▶ Supplied entries:
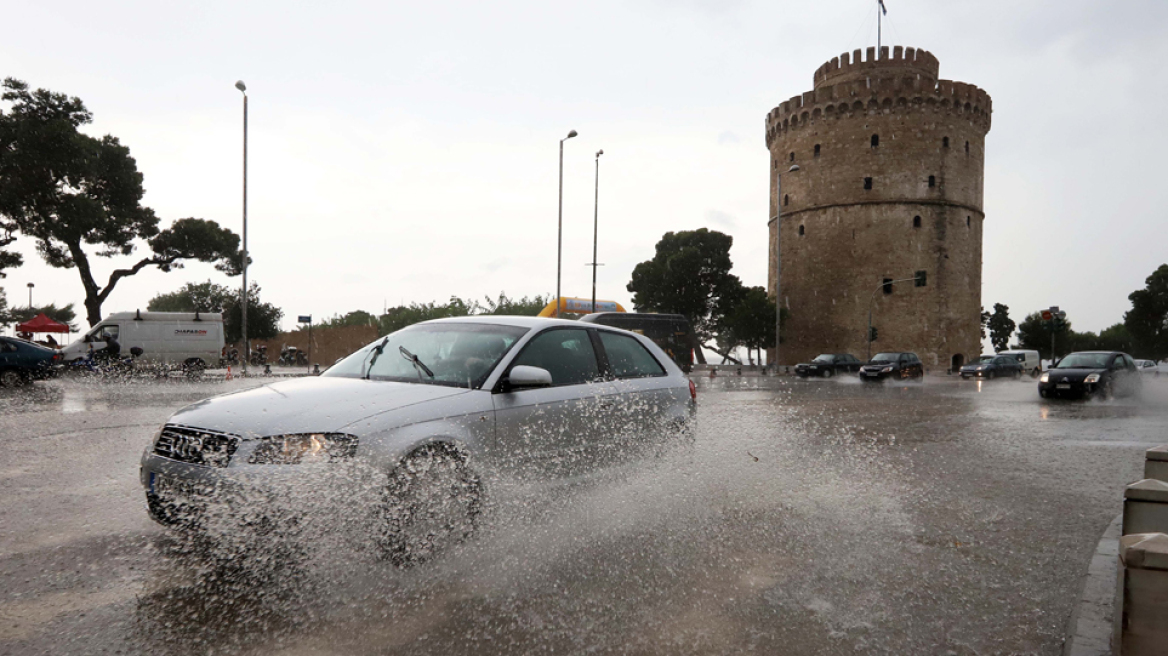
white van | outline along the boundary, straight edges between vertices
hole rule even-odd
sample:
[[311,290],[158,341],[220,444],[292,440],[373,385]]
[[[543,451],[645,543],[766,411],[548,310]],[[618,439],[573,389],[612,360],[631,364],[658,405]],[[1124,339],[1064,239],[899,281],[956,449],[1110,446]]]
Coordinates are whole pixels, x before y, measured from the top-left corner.
[[1022,349],[1011,349],[1002,351],[998,355],[1008,355],[1018,362],[1022,363],[1022,371],[1030,374],[1031,378],[1038,378],[1042,373],[1042,361],[1038,359],[1038,351],[1024,351]]
[[65,362],[105,348],[109,336],[122,355],[142,349],[141,359],[205,368],[219,364],[223,351],[223,315],[218,312],[115,312],[61,349]]

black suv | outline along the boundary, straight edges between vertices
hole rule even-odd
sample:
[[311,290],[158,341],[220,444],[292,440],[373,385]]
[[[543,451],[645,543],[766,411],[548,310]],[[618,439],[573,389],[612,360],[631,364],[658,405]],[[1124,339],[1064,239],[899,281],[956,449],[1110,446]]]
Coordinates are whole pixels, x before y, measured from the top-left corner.
[[808,376],[831,378],[836,374],[854,374],[863,364],[850,353],[824,353],[816,356],[811,362],[795,365],[795,375],[800,378]]
[[1008,355],[983,355],[961,368],[961,379],[1021,378],[1022,363]]
[[924,377],[925,366],[916,353],[877,353],[868,364],[860,367],[860,380],[866,382]]

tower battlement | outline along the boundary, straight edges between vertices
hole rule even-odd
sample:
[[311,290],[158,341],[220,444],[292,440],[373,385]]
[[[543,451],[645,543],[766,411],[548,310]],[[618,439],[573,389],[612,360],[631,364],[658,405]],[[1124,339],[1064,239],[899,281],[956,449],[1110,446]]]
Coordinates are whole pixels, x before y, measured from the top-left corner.
[[845,52],[820,66],[815,71],[815,88],[873,77],[919,76],[926,82],[935,82],[941,68],[941,63],[928,50],[894,46],[889,57],[888,46],[884,46],[879,57],[876,48],[868,48],[866,58],[861,54],[857,48],[851,55]]
[[[935,57],[929,57],[936,62]],[[988,93],[972,84],[916,76],[823,85],[772,109],[766,117],[766,142],[769,146],[776,136],[819,119],[912,111],[959,114],[989,132],[993,101]]]

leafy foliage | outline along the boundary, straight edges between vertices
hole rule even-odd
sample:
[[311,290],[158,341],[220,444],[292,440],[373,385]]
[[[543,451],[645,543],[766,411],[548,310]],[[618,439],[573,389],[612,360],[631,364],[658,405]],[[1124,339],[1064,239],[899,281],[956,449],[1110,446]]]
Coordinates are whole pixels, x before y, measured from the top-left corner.
[[451,296],[450,302],[445,304],[410,303],[409,305],[389,308],[378,320],[377,333],[388,335],[406,326],[431,319],[465,317],[472,314],[475,307],[473,301],[468,303],[457,296]]
[[77,319],[77,311],[73,309],[73,304],[69,303],[61,307],[57,307],[55,303],[42,305],[41,307],[13,307],[5,309],[5,301],[3,292],[0,291],[0,326],[7,326],[12,324],[21,324],[38,314],[44,312],[45,316],[69,326],[69,330],[77,330],[77,325],[73,322]]
[[365,310],[353,310],[345,315],[333,315],[320,322],[321,328],[340,328],[343,326],[376,326],[377,317]]
[[509,314],[513,316],[534,317],[543,310],[543,308],[552,302],[551,295],[547,296],[532,296],[528,298],[508,298],[503,292],[499,292],[499,298],[492,299],[487,296],[483,299],[482,304],[477,304],[475,314]]
[[[985,313],[983,312],[982,315],[984,316]],[[990,343],[994,345],[994,351],[1006,350],[1010,343],[1010,337],[1014,335],[1014,329],[1017,328],[1017,324],[1010,318],[1010,308],[1001,303],[994,303],[994,313],[985,320],[983,325],[990,330]]]
[[[146,267],[170,271],[198,260],[238,272],[239,237],[215,222],[180,219],[159,229],[154,211],[141,205],[142,174],[129,148],[110,135],[82,133],[93,115],[79,98],[30,91],[12,78],[3,88],[0,99],[12,105],[0,111],[0,230],[6,239],[31,237],[50,266],[77,269],[91,326],[118,281]],[[143,240],[148,257],[97,282],[91,256],[130,255]],[[0,265],[12,263],[7,255]]]
[[1143,357],[1168,358],[1168,264],[1161,264],[1144,281],[1145,287],[1128,295],[1132,309],[1123,325]]
[[1058,343],[1055,348],[1059,353],[1067,354],[1067,337],[1073,331],[1071,330],[1071,322],[1068,320],[1066,326],[1055,330],[1049,322],[1042,321],[1041,312],[1032,312],[1026,315],[1022,323],[1018,324],[1018,347],[1024,349],[1033,349],[1038,351],[1039,357],[1050,359],[1050,338],[1054,334]]
[[[786,314],[784,310],[783,314]],[[735,346],[761,351],[775,343],[775,303],[763,287],[747,287],[722,319],[721,334]]]
[[[238,342],[243,335],[243,308],[236,289],[210,280],[187,283],[178,291],[159,294],[150,299],[146,309],[152,312],[222,312],[223,336]],[[247,334],[250,339],[272,339],[280,334],[284,311],[260,300],[260,286],[255,282],[247,290]]]
[[684,315],[702,341],[710,340],[743,292],[730,273],[733,243],[730,235],[706,228],[665,233],[653,259],[633,269],[627,286],[633,307]]

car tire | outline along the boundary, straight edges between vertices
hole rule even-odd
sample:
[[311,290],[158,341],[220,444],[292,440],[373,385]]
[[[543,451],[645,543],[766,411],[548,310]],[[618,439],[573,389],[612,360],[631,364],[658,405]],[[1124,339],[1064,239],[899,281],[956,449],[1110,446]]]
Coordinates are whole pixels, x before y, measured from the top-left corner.
[[831,378],[834,375],[835,375],[835,371],[833,371],[831,369],[824,369],[823,370],[823,377],[824,378]]
[[407,456],[384,493],[379,546],[399,567],[423,563],[462,542],[482,513],[481,481],[466,457],[446,445]]
[[1039,376],[1041,376],[1041,375],[1042,375],[1042,371],[1040,371],[1040,370],[1038,369],[1038,367],[1035,367],[1035,368],[1034,368],[1034,371],[1031,371],[1031,372],[1030,372],[1030,377],[1031,377],[1031,378],[1038,378],[1038,377],[1039,377]]
[[0,387],[20,387],[24,382],[24,376],[15,369],[0,371]]
[[994,374],[992,369],[988,373],[986,373],[986,375],[985,375],[986,380],[993,380],[994,376],[995,376],[995,374]]

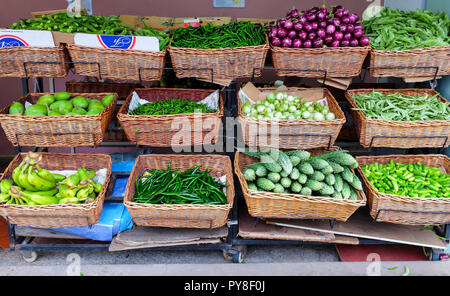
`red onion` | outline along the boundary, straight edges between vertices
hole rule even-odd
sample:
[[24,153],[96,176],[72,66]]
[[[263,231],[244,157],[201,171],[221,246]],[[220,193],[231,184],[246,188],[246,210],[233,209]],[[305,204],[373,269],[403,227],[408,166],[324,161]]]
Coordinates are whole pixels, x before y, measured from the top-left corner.
[[287,31],[283,28],[278,29],[277,37],[284,38],[287,36]]
[[341,31],[341,32],[345,32],[345,31],[347,31],[347,25],[344,25],[344,24],[341,24],[341,25],[339,25],[339,31]]
[[273,38],[273,37],[277,37],[277,34],[278,34],[278,29],[273,28],[272,31],[270,31],[269,36]]
[[361,46],[367,46],[370,44],[370,38],[367,36],[363,36],[359,39],[359,45]]
[[341,21],[342,21],[344,24],[350,24],[350,18],[349,18],[348,16],[342,17],[342,18],[341,18]]
[[344,34],[344,40],[350,40],[350,38],[352,38],[352,33],[347,32]]
[[334,40],[340,41],[340,40],[342,40],[342,38],[344,38],[344,34],[342,32],[336,31],[333,34],[333,38],[334,38]]
[[283,45],[283,47],[291,47],[292,39],[284,38],[283,41],[281,41],[281,45]]
[[305,31],[300,31],[297,35],[300,40],[305,40],[306,38],[308,38],[308,33],[306,33]]
[[304,15],[301,15],[298,17],[298,22],[301,24],[305,24],[308,20],[306,19],[306,17]]
[[341,18],[344,16],[344,14],[342,13],[342,9],[336,10],[336,12],[334,13],[335,17]]
[[310,23],[306,23],[306,24],[303,26],[303,29],[304,29],[306,32],[311,32],[311,31],[313,30],[313,27],[312,27],[312,25],[311,25]]
[[313,13],[309,13],[309,14],[306,15],[306,19],[307,19],[309,22],[315,21],[315,20],[316,20],[316,15],[313,14]]
[[300,31],[301,29],[303,29],[303,24],[300,23],[300,22],[296,22],[296,23],[294,24],[294,30]]
[[319,12],[319,13],[316,15],[317,20],[319,20],[319,21],[323,21],[323,20],[325,19],[326,16],[327,16],[327,15],[326,15],[325,13],[323,13],[323,12]]
[[313,40],[316,38],[317,34],[315,32],[309,32],[308,33],[308,39]]
[[355,14],[354,14],[354,13],[352,13],[351,15],[349,15],[349,16],[348,16],[348,19],[350,20],[350,21],[349,21],[350,24],[354,24],[354,23],[357,21],[357,19],[355,18]]
[[300,14],[298,13],[298,10],[297,9],[292,9],[291,17],[298,18],[299,16],[300,16]]
[[320,10],[320,8],[316,6],[316,7],[311,8],[309,11],[311,13],[317,13],[319,10]]
[[334,25],[327,26],[327,34],[333,34],[336,31],[336,27]]
[[313,30],[317,30],[319,28],[319,24],[316,22],[312,22],[311,26],[312,26]]
[[344,15],[344,16],[346,16],[346,15],[348,15],[349,14],[349,12],[348,12],[348,9],[343,9],[342,10],[342,14]]
[[364,25],[360,23],[355,24],[355,30],[362,30],[364,31]]
[[280,46],[281,45],[281,39],[278,37],[273,37],[272,38],[272,45],[273,46]]
[[326,21],[321,21],[320,23],[319,23],[319,28],[326,28],[327,27],[327,22]]
[[334,40],[333,42],[331,42],[330,46],[331,47],[339,47],[340,43],[339,40]]
[[341,40],[341,46],[342,47],[346,47],[350,45],[350,41],[349,40]]
[[339,9],[344,9],[344,7],[342,7],[342,5],[336,5],[333,7],[333,13],[335,13],[337,10]]
[[353,32],[355,30],[355,25],[348,24],[346,29],[347,32]]
[[357,21],[359,21],[359,15],[357,15],[356,13],[350,14],[349,17],[352,17],[355,19],[355,21],[353,23],[356,23]]
[[328,9],[327,9],[326,7],[324,7],[324,6],[322,6],[322,7],[319,9],[319,11],[322,12],[322,13],[325,13],[325,15],[328,15]]
[[322,47],[322,46],[323,46],[323,40],[322,40],[322,38],[316,38],[316,39],[314,39],[314,41],[313,41],[313,47],[318,48],[318,47]]
[[290,30],[290,31],[288,32],[288,37],[291,38],[291,39],[295,39],[295,38],[297,37],[297,31],[295,31],[295,30]]
[[341,24],[341,20],[338,19],[338,18],[333,17],[333,18],[331,18],[331,24],[333,24],[334,26],[337,27],[337,26],[339,26]]
[[293,26],[294,26],[294,23],[293,23],[292,21],[287,20],[287,21],[284,23],[284,28],[285,28],[286,30],[292,29]]
[[323,40],[325,41],[326,45],[330,45],[331,42],[333,42],[333,36],[327,35],[327,36],[325,36],[325,38]]
[[355,30],[353,31],[353,36],[355,36],[356,38],[360,38],[364,35],[363,30]]
[[302,41],[300,39],[294,39],[294,41],[292,41],[292,47],[294,48],[302,47]]
[[359,45],[358,39],[356,38],[350,39],[350,46],[356,47],[358,45]]
[[327,33],[325,32],[325,30],[322,29],[322,28],[318,29],[316,33],[317,33],[317,36],[320,37],[320,38],[325,37],[325,35],[327,34]]
[[306,39],[303,41],[303,47],[310,48],[312,46],[312,41],[309,39]]

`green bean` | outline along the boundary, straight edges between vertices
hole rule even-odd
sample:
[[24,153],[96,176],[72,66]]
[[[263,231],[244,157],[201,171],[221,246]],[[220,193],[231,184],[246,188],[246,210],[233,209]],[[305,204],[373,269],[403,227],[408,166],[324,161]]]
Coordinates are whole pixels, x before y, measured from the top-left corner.
[[373,90],[352,98],[365,116],[394,121],[450,120],[450,103],[437,95],[404,95],[399,92],[382,94]]

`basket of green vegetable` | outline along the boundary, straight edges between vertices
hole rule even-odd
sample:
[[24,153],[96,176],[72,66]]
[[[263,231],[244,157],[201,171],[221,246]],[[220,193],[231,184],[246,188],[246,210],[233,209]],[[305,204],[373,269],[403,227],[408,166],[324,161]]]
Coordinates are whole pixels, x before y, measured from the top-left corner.
[[363,147],[450,145],[450,105],[433,89],[354,89],[345,96]]
[[239,124],[248,147],[309,149],[334,144],[346,119],[328,89],[260,90],[265,99],[255,104],[243,103],[238,94]]
[[450,223],[450,159],[440,154],[356,157],[370,215],[405,225]]
[[370,37],[373,77],[450,74],[450,19],[444,12],[384,8],[363,21]]
[[228,156],[150,154],[136,159],[124,204],[136,225],[217,228],[233,199]]
[[219,138],[223,117],[223,98],[218,93],[218,108],[200,103],[214,93],[207,89],[135,89],[147,104],[129,110],[133,93],[120,108],[117,118],[128,140],[156,147],[211,145]]
[[235,173],[248,211],[262,218],[309,218],[346,221],[366,204],[345,150],[310,149],[236,152]]
[[29,93],[0,110],[0,123],[14,146],[97,146],[116,103],[111,93]]
[[171,38],[168,51],[178,78],[258,77],[269,50],[263,27],[250,22],[178,28]]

▶ Exercise directions: Using the records above, gather all lines where the string "boundary" is present.

▶ Solution for this task:
white van | outline along the boundary, straight edges between vertices
black suv | outline along the boundary, straight edges between vertices
tower battlement | outline along the boundary, straight edges between vertices
leafy foliage | outline along the boundary, straight edges between vertices
car tire | outline along the boundary, straight edges between vertices
`red onion` | outline along the boundary, straight edges between vertices
`green bean` | outline along the boundary, straight edges between vertices
`basket of green vegetable` | outline along the boundary, straight edges between vertices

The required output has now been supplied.